:: Document extract ::
----------------

This $14 Billion Meme Stock Says It Is Developing a Herbal Remedy for Autism -- Heard on the Street -- WSJ

Dow Jones01-27

By Jonathan Weil

Regencell Bioscience Holdings, a small Hong Kong company, is grappling with a struggling business and a Justice Department investigation. Yet for reasons that remain a mystery, its Nasdaq-listed shares have been surging again.

Despite recurring losses, no revenue and no salable products, Regencell finished last week with a $15.5 billion stock-market value, up 50% since year-end and 126-fold since its initial public offering in 2021. For context, only 20 of the 261 companies in the Nasdaq Biotechnology Index had a greater market value; the index doesn't include Regencell.

Speculative fever persists in many parts of the investing world, from the silver mania and artificial-intelligence boom to cryptocurrencies and Pokémon cards. There also has been a flood of new listings on U.S. stock exchanges in recent years -- mostly on Nasdaq -- by obscure overseas companies with dubious financial prospects. But even in the delirium of meme-stock trading, Regencell is an outlier.

Last Friday, it jumped 22% in the opening minutes of trading, only to give back its gains by noon. The day before that, the stock rose 40% on no new information. As recently as Jan. 7, the market value was $26 billion, after more than doubling in three trading sessions for no readily apparent reason.

----------------

:: Required action 1 ::
According to the Regencell article, how many of the 261 companies in the Nasdaq Biotechnology Index had a greater market value than Regencell?
:: Required action 2 ::
Carry on the Regencell article from its last sentence.
The items that come next are separate from the Regencell article.

----------------

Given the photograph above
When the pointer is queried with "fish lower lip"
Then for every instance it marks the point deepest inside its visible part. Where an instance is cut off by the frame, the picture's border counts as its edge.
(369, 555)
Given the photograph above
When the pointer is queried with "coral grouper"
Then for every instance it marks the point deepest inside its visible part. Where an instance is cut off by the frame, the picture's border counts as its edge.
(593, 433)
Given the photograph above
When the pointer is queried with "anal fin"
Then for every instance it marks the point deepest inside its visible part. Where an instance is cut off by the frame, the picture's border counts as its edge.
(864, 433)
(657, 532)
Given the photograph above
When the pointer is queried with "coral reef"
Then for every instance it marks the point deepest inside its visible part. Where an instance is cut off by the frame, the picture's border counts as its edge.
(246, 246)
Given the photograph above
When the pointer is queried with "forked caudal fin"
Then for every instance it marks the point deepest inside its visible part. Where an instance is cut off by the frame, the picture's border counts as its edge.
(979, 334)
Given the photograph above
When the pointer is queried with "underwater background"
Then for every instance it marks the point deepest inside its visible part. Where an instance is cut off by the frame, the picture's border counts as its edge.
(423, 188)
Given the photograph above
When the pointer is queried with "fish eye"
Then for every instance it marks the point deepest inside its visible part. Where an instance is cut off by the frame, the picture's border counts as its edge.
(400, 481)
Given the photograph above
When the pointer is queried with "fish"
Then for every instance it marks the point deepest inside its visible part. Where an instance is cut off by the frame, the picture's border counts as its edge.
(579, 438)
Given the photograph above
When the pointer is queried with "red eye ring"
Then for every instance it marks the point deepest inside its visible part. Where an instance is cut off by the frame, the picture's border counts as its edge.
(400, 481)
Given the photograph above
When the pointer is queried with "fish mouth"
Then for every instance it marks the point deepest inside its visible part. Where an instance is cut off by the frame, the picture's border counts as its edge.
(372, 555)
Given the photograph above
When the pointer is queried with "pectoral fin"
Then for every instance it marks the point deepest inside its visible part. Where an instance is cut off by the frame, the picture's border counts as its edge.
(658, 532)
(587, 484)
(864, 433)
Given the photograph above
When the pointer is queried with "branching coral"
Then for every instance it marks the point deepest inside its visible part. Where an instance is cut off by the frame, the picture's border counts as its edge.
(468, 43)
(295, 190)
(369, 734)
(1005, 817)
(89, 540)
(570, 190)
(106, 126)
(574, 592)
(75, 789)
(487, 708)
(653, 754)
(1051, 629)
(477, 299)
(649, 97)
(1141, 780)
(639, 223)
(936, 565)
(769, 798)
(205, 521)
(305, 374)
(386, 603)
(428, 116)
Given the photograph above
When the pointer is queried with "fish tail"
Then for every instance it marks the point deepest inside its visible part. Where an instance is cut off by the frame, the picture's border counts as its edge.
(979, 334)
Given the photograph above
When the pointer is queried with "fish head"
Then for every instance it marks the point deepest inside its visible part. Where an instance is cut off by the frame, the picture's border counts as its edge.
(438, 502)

----------------

:: Result 1 ::
20

:: Result 2 ::
Regencell's wild ride illustrates how disconnected from reality some of the market's fringes have become. The company says it is developing traditional Chinese medicine, primarily herbal formulas, to treat autism spectrum disorder and attention-deficit hyperactivity disorder.

In a written response to questions, Regencell's chief operating officer, James Chung, said, "Our CEO was patient #1 and he had remarkable results with the ADHD/ASD treatment and his aim is to make it accessible to everyone." He said Regencell's chief executive, Yat-Gai Au, "firmly believes that the company's shares have consistently been a target of short selling from our IPO to present." Chung said "we cannot comment beyond our existing public disclosures on market activity, the company's valuation, or any third-party investigations."

In its fiscal 2025 annual report, filed in October, Regencell said "there is substantial doubt regarding our ability to continue as a going concern," and its outside auditor opined the same. The company, which is incorporated in the Cayman Islands, said it spent less than $1 million last year on research and development, mostly to pay salaries and benefits. It noted that the average R&D cost to bring a new medicine to market is nearly $4 billion and can sometimes exceed $10 billion.

It also flagged that, according to the U.S. Centers for Disease Control and Prevention, "there is no cure for ADHD and ASD." But it framed the lack of effective conventional medicine, along with adverse side effects of existing drugs, as an opportunity, and said "we are well-positioned to become the leader in providing the treatment for ADHD and ASD."

To put it mildly, skepticism is warranted. The company had just 10 employees, according to its latest disclosure.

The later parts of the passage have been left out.